---------- PASSAGE GIVEN

Umm, doesn't userspace read from the socket once we trigger the upcall?
it should. But I still don't understand what is the difference between
us waiking up userspace, from the default sock doing the same?
>>> +
>>> +static void nvmet_tcp_tls_handshake_restart(struct nvmet_tcp_queue
>>> *queue)
>>> +{
>>> + spin_lock(&queue->state_lock);
>>> + if (queue->state != NVMET_TCP_Q_TLS_HANDSHAKE) {
>>> + pr_warn("queue %d: TLS handshake already completed\n",
>>> + queue->idx);
>>> + spin_unlock(&queue->state_lock);
>>> + return;
>>> + }
>>> + queue->state = NVMET_TCP_Q_CONNECTING;
>>> + spin_unlock(&queue->state_lock);
>>> +
>>> + pr_debug("queue %d: restarting queue after TLS handshake\n",
>>> + queue->idx);
>>> + /*
>>> + * Set callbacks after handshake; TLS implementation
>>> + * might have changed the socket callbacks.

--------------------
---------- DATA PROVIDED

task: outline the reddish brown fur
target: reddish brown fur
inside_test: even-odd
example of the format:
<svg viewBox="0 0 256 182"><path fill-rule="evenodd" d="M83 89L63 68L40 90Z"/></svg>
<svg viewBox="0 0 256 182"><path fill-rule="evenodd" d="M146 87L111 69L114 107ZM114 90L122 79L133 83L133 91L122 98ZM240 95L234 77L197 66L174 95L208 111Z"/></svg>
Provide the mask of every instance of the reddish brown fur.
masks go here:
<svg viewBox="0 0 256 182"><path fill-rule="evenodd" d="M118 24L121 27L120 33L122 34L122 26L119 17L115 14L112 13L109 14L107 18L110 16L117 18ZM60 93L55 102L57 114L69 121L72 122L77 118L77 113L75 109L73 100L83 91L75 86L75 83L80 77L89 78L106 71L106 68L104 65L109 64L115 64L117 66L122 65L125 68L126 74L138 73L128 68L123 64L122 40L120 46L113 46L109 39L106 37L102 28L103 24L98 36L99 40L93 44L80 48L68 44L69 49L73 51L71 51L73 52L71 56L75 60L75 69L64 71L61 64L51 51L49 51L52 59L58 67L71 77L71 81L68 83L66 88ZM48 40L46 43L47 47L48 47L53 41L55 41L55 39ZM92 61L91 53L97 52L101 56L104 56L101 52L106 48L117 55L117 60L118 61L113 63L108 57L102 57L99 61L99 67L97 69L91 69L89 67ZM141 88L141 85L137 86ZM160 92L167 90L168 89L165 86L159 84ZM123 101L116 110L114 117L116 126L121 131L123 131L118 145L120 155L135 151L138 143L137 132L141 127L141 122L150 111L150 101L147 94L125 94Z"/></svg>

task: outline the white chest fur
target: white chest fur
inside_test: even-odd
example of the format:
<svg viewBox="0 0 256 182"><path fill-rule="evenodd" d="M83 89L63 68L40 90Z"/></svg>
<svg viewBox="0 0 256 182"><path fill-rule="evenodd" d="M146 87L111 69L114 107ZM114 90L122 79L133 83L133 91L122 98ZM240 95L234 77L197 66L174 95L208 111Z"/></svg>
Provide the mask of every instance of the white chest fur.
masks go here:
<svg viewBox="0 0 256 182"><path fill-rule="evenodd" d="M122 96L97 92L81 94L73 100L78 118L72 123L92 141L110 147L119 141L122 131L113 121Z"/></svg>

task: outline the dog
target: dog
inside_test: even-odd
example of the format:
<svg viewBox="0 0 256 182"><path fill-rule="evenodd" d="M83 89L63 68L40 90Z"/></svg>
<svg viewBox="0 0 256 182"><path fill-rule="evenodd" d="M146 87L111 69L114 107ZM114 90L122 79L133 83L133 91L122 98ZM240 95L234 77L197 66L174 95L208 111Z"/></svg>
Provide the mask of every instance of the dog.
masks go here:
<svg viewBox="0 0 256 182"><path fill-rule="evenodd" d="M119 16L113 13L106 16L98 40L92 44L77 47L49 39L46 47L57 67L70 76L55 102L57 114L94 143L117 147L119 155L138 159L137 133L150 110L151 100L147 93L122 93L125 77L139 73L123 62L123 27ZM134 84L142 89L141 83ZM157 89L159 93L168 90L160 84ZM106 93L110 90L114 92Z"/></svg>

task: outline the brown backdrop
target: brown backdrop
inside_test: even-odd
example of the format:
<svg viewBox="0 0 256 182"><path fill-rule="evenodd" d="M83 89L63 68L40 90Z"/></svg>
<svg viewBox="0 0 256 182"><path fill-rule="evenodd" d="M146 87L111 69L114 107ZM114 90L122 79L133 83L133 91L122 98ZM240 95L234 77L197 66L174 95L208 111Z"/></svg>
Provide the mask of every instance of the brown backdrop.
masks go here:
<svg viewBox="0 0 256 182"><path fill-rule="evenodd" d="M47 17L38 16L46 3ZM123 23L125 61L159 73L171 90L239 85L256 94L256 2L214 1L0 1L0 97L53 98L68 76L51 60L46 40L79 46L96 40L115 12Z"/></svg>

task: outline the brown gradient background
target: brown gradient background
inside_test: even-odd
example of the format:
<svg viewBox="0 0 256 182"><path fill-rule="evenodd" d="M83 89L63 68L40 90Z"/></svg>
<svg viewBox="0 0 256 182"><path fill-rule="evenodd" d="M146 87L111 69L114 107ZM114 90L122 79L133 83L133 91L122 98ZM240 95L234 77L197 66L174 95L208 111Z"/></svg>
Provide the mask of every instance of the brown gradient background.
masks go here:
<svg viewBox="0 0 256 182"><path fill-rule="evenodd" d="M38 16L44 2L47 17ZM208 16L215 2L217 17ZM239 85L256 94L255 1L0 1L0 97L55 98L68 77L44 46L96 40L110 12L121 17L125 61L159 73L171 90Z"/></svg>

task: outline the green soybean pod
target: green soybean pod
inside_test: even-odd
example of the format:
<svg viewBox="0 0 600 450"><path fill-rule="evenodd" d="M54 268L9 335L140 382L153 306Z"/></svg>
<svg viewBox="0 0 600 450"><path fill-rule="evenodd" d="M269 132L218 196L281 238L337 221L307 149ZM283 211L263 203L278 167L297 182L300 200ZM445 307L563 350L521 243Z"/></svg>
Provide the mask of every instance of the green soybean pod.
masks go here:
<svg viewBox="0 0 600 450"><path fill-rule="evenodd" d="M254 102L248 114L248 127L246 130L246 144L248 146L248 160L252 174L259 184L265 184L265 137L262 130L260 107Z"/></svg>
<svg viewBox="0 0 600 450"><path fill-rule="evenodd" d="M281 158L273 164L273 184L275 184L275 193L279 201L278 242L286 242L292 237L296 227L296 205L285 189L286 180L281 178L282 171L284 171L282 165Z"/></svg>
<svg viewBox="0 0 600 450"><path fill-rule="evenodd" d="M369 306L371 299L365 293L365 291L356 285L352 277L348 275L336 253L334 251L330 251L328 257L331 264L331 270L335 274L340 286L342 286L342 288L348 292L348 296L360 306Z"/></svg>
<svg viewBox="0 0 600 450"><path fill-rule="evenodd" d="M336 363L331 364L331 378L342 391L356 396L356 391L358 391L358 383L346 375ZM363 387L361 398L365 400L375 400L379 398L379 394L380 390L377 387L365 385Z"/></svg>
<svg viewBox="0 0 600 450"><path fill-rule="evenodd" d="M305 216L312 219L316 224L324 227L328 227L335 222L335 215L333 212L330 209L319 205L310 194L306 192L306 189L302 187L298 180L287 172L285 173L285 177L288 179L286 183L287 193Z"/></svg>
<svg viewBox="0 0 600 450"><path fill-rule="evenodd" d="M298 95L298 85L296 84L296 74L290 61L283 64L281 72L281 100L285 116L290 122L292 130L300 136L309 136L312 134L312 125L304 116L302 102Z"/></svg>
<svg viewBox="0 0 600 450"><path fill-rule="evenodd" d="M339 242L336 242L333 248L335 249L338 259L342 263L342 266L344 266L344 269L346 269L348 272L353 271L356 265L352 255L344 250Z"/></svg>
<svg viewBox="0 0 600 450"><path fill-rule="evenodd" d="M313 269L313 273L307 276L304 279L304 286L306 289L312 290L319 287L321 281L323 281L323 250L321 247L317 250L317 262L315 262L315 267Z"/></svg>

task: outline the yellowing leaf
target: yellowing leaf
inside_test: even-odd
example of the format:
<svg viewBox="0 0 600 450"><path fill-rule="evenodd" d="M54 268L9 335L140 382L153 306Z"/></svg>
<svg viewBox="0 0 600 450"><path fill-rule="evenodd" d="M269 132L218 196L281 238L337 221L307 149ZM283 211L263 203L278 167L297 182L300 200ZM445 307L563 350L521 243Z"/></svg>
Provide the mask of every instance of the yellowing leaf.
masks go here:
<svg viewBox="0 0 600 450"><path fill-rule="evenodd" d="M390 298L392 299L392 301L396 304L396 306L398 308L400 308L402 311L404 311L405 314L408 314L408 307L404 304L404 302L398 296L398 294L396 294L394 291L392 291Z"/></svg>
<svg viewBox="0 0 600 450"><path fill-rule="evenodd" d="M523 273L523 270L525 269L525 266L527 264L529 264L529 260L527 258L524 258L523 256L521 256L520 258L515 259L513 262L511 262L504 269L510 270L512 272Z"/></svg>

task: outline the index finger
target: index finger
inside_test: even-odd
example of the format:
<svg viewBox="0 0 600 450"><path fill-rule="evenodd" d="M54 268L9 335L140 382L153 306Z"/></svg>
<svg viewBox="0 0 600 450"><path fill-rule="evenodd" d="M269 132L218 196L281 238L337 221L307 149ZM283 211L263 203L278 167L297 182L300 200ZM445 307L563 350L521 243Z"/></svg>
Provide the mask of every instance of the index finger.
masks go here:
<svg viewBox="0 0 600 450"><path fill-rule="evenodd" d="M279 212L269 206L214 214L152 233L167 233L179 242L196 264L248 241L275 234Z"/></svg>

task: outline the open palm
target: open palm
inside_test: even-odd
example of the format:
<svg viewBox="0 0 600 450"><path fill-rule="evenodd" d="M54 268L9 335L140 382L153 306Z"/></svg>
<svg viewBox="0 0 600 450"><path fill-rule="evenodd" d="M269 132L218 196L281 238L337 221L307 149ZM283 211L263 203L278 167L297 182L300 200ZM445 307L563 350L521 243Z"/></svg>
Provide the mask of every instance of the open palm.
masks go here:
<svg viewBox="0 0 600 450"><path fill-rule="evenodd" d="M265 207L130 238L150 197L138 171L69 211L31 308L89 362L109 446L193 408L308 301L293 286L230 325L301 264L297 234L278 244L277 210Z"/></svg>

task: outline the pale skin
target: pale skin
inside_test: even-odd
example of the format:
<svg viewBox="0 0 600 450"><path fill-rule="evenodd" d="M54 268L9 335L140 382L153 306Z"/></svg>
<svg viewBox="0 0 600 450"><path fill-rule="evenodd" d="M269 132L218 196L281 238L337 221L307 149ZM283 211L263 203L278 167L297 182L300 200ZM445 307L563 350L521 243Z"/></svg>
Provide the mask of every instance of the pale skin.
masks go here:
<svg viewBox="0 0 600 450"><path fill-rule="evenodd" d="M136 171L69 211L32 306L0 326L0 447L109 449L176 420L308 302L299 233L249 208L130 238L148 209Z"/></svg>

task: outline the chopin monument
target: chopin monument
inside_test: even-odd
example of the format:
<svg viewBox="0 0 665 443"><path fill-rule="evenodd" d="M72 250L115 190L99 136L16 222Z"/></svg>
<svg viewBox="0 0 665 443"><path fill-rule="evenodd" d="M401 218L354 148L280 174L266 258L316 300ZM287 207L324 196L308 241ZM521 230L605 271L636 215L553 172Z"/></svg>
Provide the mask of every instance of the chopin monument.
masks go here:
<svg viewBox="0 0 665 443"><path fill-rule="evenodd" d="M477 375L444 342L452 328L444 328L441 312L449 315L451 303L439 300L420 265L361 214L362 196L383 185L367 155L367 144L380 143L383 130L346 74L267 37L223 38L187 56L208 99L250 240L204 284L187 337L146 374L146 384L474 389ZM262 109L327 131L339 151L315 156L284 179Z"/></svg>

--------------------

WHAT IS EXPECTED –
Copy out the whole exchange about the TLS handshake restart code, word for word, from its first line to its last.

TASK OUTPUT –
Umm, doesn't userspace read from the socket once we trigger the upcall?
it should. But I still don't understand what is the difference between
us waiking up userspace, from the default sock doing the same?
>>> +
>>> +static void nvmet_tcp_tls_handshake_restart(struct nvmet_tcp_queue
>>> *queue)
>>> +{
>>> + spin_lock(&queue->state_lock);
>>> + if (queue->state != NVMET_TCP_Q_TLS_HANDSHAKE) {
>>> + pr_warn("queue %d: TLS handshake already completed\n",
>>> + queue->idx);
>>> + spin_unlock(&queue->state_lock);
>>> + return;
>>> + }
>>> + queue->state = NVMET_TCP_Q_CONNECTING;
>>> + spin_unlock(&queue->state_lock);
>>> +
>>> + pr_debug("queue %d: restarting queue after TLS handshake\n",
>>> + queue->idx);
>>> + /*
>>> + * Set callbacks after handshake; TLS implementation
>>> + * might have changed the socket callbacks.